___ 引用文

映画「牛久」/見たくないから見ないものを見た

日本の「出入国在留管理局」(入管)の問題については、メディアにしばしば取り上げられている。
最近では、ウィシュマさんというスリランカ人女性の遺族が入管での非人道的扱いについての裁判を起こしている。
入管に収容中、彼女は深刻な体調不良を何度訴えても医師の診察を受けられず放置され、差別的な言葉を浴びせられながら「原因不明」で死んだ。

 

我々が良く耳にする入管の問題は、要するにこの不法滞在者/難民申請者の扱いについてのものだ。
このあたりの事情を個人的にそんなに知っている訳でもないので、漠然と「入国管理局には人権意識の低い差別的な連中がいて、行き場がなく立場の弱い入所者を面白半分に虐待してんだろう全く日本の面汚しが」ぐらいに思っていた。

 

要するに「そういう連中がいる」「そういう組織風土がある」みたいに考えてた。

 

そこでこの映画「牛久」ですよ。
「牛久」2021年 日本 イアン・トーマス・アッシュ監督

 

上記のような理解でこの人権問題を捕らえていたので、誰かがそれを隠蔽している、その悪事を暴かないとラチが開かない、みたいに考え、この映画の告発の手法に興味を持った訳だ。

______
___ 提供情報

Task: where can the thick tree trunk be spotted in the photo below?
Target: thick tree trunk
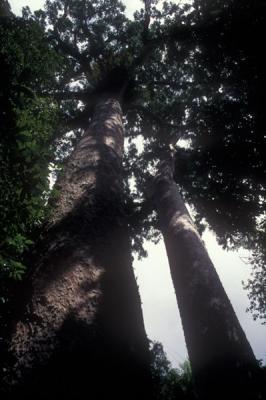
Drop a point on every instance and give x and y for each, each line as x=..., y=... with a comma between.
x=81, y=328
x=222, y=360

______

指示 -
1 - 映画「牛久」についての引用文で、この映画の監督として挙げられているのは誰ですか。
2 - 映画「牛久」についての引用文を、途切れたところから続けて書いてください。
データは引用文とは別の資料です。

回答 -
1 - イアン・トーマス・アッシュ監督です。

2 -
この映画の多くの場面は、入管内部での入所者の姿や彼らの証言が、いわゆる「隠し撮り」の手法で撮られている。
場所は茨城県牛久市の入管。

 

もっともその手法も基本的には、入所者に面会を申し込み、面会の場面を隠し撮りするわけで、別に一般人が知り得ない入管の秘密が暴露されているわけではない。
基本的には入所者がただ所内の体験を話しているだけの映像である。

 

彼らの話の内容は同情すべきもので、しばしば入管の明らかな人権侵害や理不尽な対応も語られるが、それも含めて話の内容になにか秘密がある訳ではなく(実際こういう話はメディアにより既に外部に報道されている)、撮影は禁止されているのも、単に入所者の人権/肖像権への配慮など法的な都合だろう。
ただ入所者が自ら語り訴える姿には迫真性があり、彼らは(得体の知れない外国人なのではなく)普通にありふれた弱い立場の人間なのだと実感できる。その彼らがいかに理不尽な虐待を受けているかも。
(作品にはあからさまに暴力的で人権侵害を強く疑わせる「制圧」の映像もあるが、それは入管が記録として自ら撮影したものだ。おそらく訴訟などでの検証のために法的に義務付けられているのだろう。手続きを踏めば入手出来るのだと思われる。)

 

要するにびっくりするような秘密の暴露はない。
人権侵害の決定的な証拠となるものが映っている訳でもない。
もっとも全く予定が無いままいつ果てるとも知れず入所が続く事態は、本来それ自体が異常なスキャンダルではある。

 

ただ映画が進んでいくにしたがって、この人権侵害とその放置が、個別的な入管や職員の体質の問題などではないらしいことが明らかになっていく。

 

ここ数年、それこそウィシュマさんの問題等が報道されるようになり、入所者の人権状況が危機的な水準であることが明らかになって、外部の目が入るようになっている。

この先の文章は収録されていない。